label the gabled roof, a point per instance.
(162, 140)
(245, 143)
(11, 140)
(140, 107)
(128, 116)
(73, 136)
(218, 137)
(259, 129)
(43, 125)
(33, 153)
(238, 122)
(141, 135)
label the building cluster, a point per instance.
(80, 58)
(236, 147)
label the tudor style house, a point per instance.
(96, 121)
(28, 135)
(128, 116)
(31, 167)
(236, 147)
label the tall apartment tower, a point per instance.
#####
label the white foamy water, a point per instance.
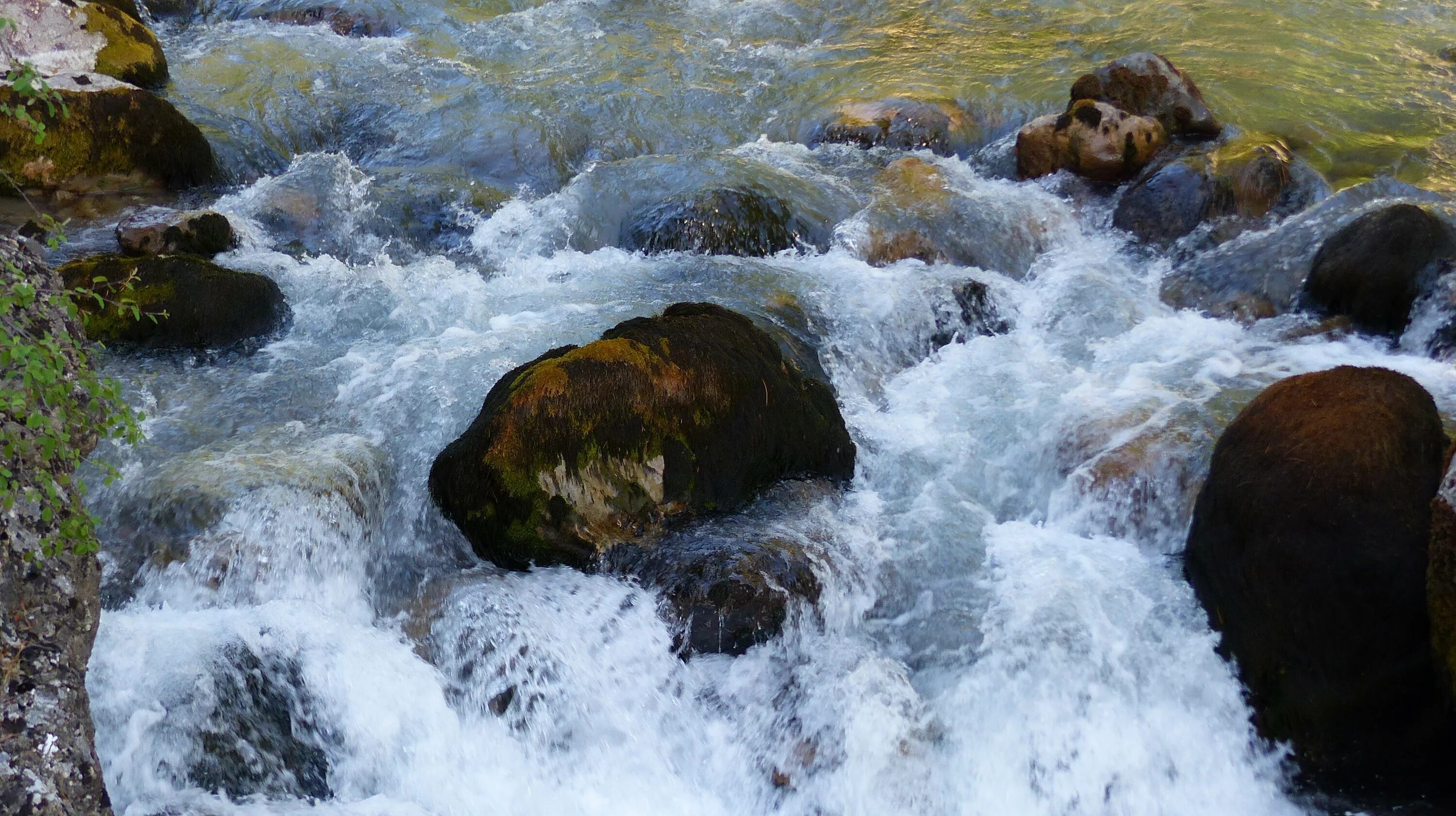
#####
TASK DIRECTIONS: Word for word, restate the lines above from the line containing "label the tudor" through the line containing "label the tall", with both included and nothing else.

REPLY:
label the tudor style house, a point per instance.
(96, 121)
(28, 135)
(128, 116)
(31, 167)
(236, 147)
label the tall apartment tower, a point per instance.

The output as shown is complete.